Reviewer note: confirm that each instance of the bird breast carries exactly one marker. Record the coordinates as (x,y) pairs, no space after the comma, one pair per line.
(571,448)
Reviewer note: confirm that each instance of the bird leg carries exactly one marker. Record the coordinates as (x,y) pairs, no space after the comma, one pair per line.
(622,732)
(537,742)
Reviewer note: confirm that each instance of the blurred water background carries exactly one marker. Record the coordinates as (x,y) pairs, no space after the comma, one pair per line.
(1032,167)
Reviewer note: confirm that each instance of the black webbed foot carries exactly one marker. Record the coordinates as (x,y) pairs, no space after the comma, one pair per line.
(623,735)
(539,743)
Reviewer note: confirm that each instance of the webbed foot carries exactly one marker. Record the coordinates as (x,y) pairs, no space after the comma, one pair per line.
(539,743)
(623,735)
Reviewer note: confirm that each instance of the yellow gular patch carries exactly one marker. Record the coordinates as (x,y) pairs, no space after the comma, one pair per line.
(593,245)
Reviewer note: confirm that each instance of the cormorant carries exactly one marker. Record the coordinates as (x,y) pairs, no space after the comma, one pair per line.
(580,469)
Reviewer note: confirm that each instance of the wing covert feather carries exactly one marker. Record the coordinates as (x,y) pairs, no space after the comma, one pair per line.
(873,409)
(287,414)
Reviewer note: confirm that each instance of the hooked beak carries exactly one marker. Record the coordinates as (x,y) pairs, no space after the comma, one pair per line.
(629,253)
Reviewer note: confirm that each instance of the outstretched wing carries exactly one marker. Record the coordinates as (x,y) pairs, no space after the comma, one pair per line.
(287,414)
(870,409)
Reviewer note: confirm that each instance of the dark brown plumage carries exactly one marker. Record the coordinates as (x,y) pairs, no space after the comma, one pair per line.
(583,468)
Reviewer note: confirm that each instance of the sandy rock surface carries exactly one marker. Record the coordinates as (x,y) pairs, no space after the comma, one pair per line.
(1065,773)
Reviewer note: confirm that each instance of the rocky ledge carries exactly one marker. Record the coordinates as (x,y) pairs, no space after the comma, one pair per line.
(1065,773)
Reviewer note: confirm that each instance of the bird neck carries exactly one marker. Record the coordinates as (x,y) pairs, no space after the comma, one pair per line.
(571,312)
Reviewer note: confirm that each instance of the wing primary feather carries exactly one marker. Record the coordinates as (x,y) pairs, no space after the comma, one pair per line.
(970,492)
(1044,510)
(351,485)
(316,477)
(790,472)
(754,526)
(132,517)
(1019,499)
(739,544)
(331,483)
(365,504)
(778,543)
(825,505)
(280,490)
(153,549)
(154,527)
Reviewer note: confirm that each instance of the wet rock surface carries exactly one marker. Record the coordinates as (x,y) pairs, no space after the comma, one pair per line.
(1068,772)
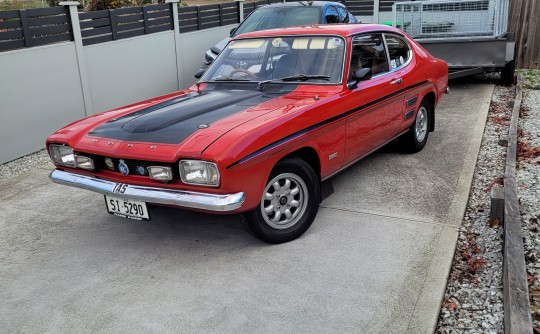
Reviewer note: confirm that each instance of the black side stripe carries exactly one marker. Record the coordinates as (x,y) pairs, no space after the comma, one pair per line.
(412,101)
(320,124)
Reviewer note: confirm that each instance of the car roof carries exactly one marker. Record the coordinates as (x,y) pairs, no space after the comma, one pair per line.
(302,4)
(323,29)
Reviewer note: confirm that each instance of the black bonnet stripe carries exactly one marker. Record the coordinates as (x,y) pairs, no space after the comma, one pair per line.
(172,121)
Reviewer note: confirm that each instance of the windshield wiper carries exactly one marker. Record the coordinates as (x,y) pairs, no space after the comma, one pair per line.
(305,77)
(229,79)
(296,77)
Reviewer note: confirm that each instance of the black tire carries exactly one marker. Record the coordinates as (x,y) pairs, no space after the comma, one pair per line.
(290,207)
(416,138)
(508,73)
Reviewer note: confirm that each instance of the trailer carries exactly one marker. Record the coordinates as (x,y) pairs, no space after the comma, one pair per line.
(470,35)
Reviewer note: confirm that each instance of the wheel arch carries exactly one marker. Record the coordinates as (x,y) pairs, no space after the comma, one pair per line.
(430,98)
(309,155)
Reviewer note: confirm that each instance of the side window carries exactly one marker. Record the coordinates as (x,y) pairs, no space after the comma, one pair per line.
(331,15)
(368,52)
(398,51)
(343,15)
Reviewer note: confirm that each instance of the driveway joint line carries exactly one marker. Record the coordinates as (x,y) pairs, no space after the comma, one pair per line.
(379,214)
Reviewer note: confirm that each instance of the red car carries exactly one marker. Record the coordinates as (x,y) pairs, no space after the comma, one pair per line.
(277,113)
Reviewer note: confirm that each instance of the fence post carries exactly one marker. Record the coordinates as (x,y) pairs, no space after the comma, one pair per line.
(176,27)
(240,4)
(79,51)
(376,7)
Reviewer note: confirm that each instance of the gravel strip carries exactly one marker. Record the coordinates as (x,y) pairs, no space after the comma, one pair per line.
(473,301)
(528,179)
(22,165)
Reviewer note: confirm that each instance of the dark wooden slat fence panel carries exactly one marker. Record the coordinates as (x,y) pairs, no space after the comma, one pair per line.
(33,27)
(96,27)
(16,24)
(9,14)
(360,7)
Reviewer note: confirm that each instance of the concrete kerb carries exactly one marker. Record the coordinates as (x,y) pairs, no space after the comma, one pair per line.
(423,319)
(517,313)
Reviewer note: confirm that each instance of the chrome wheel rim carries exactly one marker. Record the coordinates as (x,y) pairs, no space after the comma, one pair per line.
(421,124)
(284,201)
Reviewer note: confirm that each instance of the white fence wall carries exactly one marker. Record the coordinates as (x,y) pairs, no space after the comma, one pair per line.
(41,88)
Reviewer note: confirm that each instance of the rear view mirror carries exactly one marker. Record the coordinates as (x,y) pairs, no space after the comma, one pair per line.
(359,75)
(199,73)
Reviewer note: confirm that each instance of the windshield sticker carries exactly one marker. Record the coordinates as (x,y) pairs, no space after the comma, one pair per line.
(336,42)
(276,42)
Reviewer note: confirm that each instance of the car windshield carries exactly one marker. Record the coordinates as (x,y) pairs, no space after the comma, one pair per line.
(279,17)
(310,59)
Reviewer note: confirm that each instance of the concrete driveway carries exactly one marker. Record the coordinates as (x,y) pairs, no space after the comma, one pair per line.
(374,261)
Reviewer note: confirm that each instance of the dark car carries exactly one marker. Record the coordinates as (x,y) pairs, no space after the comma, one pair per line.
(281,15)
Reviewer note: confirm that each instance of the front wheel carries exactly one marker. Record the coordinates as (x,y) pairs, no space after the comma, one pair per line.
(415,139)
(289,203)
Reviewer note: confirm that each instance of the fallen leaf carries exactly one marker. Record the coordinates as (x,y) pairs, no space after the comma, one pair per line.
(450,306)
(475,264)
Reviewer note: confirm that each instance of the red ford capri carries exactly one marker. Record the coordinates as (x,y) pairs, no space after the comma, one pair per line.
(276,114)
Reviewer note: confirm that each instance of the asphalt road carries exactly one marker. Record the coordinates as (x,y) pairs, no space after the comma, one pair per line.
(374,261)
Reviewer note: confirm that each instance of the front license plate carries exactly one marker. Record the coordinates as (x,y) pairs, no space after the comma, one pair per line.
(127,208)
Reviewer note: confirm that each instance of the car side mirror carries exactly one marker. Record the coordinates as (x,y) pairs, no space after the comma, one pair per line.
(199,73)
(358,75)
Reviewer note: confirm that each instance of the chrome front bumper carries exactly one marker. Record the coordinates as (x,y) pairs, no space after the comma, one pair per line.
(185,199)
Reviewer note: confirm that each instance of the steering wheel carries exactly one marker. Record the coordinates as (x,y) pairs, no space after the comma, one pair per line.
(241,70)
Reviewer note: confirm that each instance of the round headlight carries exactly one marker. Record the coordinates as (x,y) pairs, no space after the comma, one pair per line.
(62,155)
(198,172)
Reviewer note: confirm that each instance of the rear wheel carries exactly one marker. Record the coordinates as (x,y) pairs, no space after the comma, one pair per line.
(508,73)
(416,138)
(289,203)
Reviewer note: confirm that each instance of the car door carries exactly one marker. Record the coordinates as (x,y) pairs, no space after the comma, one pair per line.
(401,70)
(373,102)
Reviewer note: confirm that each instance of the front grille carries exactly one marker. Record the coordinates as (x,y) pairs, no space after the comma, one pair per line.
(135,167)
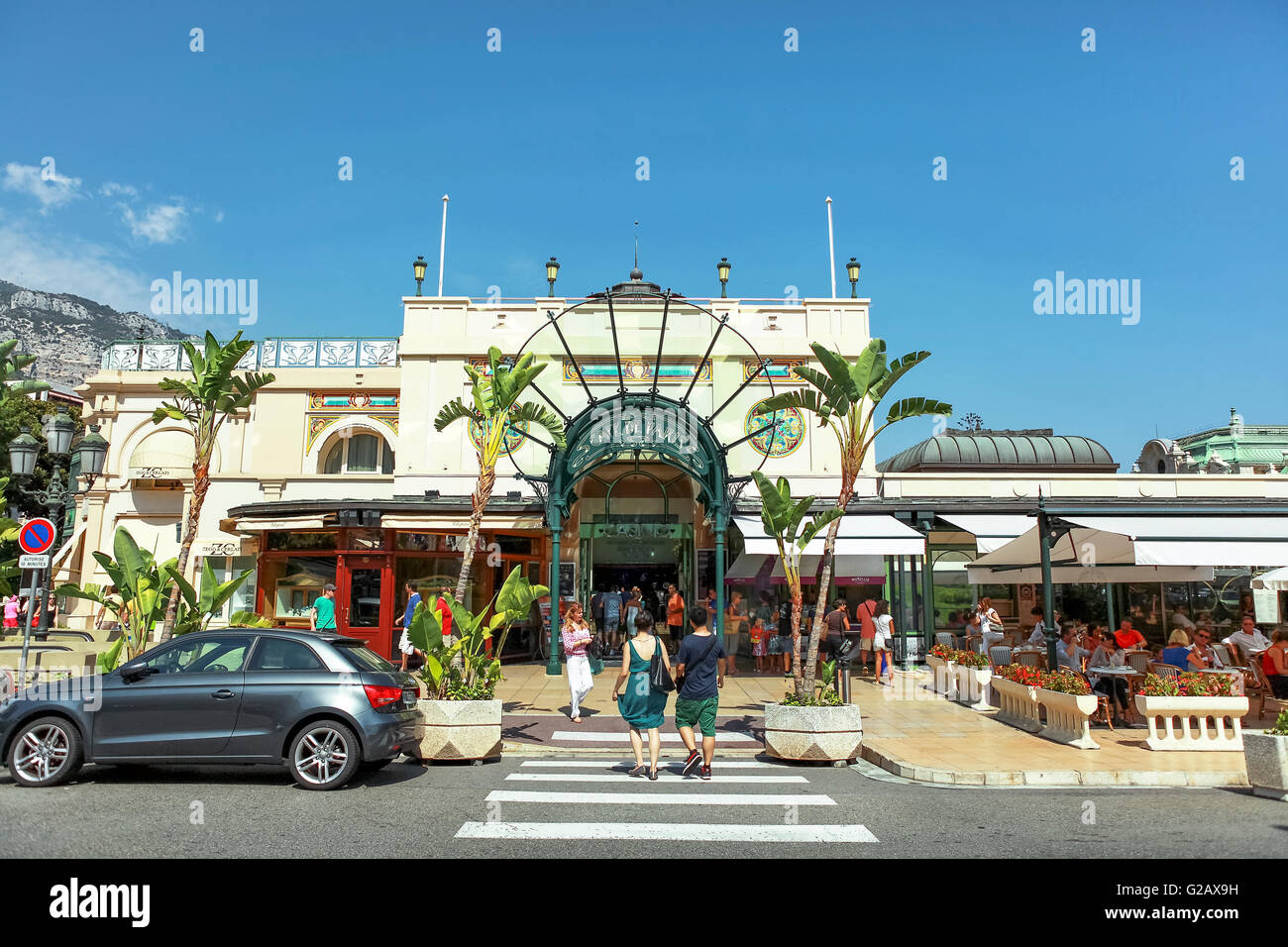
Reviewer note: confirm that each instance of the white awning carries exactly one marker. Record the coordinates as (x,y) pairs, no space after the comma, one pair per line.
(1141,549)
(991,530)
(861,534)
(746,567)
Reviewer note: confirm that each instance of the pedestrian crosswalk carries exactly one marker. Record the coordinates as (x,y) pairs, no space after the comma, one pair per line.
(774,797)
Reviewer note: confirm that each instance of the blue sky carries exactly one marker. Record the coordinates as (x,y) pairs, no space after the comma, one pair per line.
(1113,163)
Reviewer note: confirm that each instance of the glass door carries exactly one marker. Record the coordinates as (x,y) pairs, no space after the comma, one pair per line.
(366,595)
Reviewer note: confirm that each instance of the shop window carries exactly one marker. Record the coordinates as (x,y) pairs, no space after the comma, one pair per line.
(351,454)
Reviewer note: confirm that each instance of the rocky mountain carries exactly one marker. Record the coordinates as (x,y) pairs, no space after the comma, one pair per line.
(67,334)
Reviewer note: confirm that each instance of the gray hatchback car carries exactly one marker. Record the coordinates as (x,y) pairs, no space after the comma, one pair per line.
(318,702)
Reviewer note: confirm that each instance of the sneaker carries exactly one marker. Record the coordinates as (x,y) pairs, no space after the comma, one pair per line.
(692,761)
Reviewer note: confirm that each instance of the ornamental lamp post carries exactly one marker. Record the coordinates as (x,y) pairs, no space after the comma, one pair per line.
(419,269)
(552,274)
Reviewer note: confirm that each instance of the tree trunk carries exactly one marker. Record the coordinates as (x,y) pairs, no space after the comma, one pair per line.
(478,502)
(200,486)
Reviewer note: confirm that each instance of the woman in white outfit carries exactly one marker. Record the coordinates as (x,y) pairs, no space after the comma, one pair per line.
(576,635)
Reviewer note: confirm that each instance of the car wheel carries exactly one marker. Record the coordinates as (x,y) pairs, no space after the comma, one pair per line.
(325,755)
(46,751)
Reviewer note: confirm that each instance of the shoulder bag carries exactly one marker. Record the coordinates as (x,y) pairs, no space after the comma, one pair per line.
(660,678)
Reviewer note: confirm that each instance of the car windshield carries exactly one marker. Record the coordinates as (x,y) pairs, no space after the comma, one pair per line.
(362,657)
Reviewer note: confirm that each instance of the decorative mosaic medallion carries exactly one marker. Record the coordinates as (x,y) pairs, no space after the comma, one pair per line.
(782,440)
(513,441)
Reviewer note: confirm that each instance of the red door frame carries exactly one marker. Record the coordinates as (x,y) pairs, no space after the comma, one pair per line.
(378,638)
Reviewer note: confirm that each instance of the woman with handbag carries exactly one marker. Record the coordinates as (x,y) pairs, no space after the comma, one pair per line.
(643,703)
(576,635)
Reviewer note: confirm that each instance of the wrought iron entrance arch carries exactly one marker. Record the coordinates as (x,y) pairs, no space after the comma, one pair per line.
(640,419)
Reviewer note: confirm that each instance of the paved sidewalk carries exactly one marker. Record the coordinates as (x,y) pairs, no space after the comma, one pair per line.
(907,731)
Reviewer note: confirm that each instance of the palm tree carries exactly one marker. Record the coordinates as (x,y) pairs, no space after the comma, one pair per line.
(782,517)
(845,398)
(494,406)
(206,399)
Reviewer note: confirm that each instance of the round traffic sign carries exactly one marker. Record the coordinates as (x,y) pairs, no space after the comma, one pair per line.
(37,536)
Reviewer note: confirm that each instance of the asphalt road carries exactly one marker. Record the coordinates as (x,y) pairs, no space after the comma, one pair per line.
(407,809)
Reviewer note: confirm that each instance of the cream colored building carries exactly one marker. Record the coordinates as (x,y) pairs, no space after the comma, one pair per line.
(338,474)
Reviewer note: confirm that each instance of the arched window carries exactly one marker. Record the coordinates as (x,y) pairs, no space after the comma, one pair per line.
(359,454)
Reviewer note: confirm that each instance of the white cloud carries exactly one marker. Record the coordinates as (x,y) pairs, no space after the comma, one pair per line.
(71,265)
(111,189)
(161,223)
(44,183)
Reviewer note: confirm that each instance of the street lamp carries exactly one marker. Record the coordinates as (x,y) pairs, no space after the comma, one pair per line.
(851,269)
(552,274)
(90,453)
(419,269)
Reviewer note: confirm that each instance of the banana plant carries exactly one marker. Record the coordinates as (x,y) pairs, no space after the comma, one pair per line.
(469,668)
(782,517)
(140,600)
(494,406)
(209,602)
(845,397)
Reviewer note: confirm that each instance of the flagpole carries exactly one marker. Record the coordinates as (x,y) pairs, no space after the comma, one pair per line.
(831,247)
(442,250)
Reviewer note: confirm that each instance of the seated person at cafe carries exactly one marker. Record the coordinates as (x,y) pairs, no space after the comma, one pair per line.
(1067,654)
(1128,637)
(1248,639)
(1177,650)
(1274,663)
(1201,652)
(1109,655)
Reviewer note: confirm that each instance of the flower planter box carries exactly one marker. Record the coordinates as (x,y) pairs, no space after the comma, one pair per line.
(1193,723)
(944,677)
(1068,718)
(459,729)
(973,686)
(1018,705)
(1267,764)
(812,733)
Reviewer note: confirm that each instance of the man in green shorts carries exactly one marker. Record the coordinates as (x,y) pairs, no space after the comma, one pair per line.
(700,663)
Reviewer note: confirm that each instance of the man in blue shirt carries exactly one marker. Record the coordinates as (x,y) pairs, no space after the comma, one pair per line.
(700,663)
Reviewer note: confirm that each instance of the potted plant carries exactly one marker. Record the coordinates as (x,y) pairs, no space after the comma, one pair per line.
(1266,755)
(1017,688)
(940,661)
(973,673)
(1192,711)
(460,715)
(1069,703)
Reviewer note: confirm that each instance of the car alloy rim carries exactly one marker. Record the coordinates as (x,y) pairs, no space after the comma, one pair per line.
(321,755)
(43,751)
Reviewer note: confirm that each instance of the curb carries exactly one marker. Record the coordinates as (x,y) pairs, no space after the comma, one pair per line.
(1061,779)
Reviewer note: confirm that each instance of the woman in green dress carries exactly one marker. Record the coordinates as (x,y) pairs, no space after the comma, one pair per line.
(643,707)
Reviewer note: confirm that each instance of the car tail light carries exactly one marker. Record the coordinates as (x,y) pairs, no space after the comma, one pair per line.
(382,696)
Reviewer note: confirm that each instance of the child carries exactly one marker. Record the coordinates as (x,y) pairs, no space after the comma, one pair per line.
(759,644)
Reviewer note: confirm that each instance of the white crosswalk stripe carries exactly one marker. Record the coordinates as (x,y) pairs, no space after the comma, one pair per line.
(553,785)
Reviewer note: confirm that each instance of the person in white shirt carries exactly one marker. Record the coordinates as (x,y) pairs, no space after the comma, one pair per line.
(1248,639)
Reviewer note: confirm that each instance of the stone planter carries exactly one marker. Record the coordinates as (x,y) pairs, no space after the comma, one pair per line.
(1019,705)
(812,733)
(944,677)
(1267,764)
(973,686)
(459,729)
(1193,723)
(1068,718)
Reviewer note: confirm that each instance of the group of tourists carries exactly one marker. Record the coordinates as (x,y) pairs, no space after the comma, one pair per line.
(698,674)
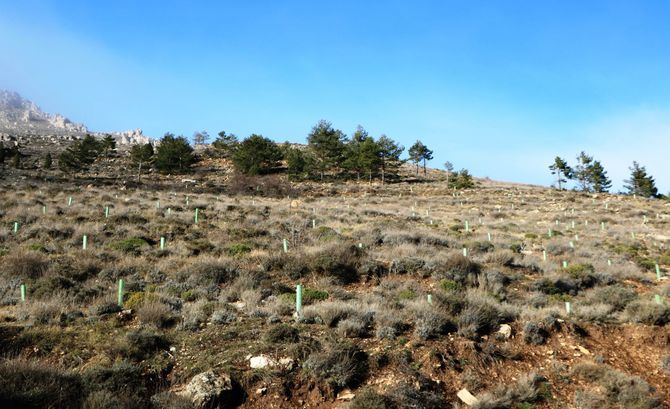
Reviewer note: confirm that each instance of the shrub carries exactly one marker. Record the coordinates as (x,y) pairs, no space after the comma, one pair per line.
(339,365)
(369,399)
(461,270)
(309,296)
(25,264)
(238,249)
(535,333)
(431,323)
(647,312)
(213,271)
(25,384)
(480,317)
(339,261)
(619,388)
(155,313)
(143,343)
(131,245)
(529,389)
(616,296)
(282,333)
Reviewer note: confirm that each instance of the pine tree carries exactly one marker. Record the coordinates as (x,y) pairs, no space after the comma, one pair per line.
(582,172)
(107,145)
(296,161)
(200,138)
(327,147)
(640,183)
(449,167)
(562,170)
(389,154)
(257,154)
(142,156)
(598,179)
(463,180)
(225,144)
(174,154)
(370,157)
(420,153)
(48,161)
(352,156)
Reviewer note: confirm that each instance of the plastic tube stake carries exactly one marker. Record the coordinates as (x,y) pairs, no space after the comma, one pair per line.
(120,294)
(298,300)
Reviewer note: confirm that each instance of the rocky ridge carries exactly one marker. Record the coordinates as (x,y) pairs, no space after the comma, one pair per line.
(22,119)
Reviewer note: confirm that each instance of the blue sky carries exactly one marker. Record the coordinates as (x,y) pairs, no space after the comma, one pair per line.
(499,88)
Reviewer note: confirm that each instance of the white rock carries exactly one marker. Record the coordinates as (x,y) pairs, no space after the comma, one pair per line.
(207,388)
(467,397)
(261,361)
(505,331)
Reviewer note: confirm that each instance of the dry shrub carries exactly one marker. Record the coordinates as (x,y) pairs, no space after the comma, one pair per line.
(155,313)
(25,264)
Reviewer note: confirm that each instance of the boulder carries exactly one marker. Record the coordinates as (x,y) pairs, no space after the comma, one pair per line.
(208,389)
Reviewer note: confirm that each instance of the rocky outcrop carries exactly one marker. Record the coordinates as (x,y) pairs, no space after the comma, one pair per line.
(208,389)
(21,120)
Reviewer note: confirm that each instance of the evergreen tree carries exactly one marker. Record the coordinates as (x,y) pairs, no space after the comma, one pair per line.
(389,155)
(640,183)
(352,157)
(200,138)
(48,161)
(80,155)
(174,154)
(449,167)
(142,156)
(296,162)
(420,153)
(108,145)
(256,155)
(16,160)
(598,180)
(327,147)
(370,157)
(562,170)
(582,172)
(225,144)
(463,180)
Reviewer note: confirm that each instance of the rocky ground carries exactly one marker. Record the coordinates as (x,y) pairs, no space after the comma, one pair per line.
(522,296)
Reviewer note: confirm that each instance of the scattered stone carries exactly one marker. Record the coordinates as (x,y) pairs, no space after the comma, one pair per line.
(207,389)
(505,331)
(346,395)
(467,397)
(260,362)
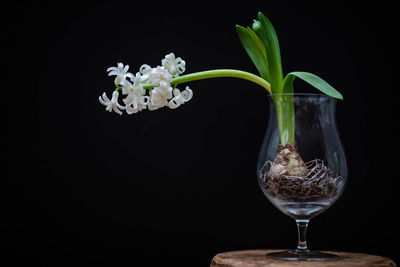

- INSTRUCTION: Return, unchanged, each line of the data above that contains the word "foot".

- WRITTEN ANSWER:
Reviewer note: confirm that each instance of the black webbed foot carries exactly one marker. Record the coordinates as (x,y) pairs, no space after the comma, one pair per line.
Reviewer note: confirm that each instance of the webbed foot carries exactly one marker. Record the coordinates as (x,y) pairs, no space after the comma, one pair per line.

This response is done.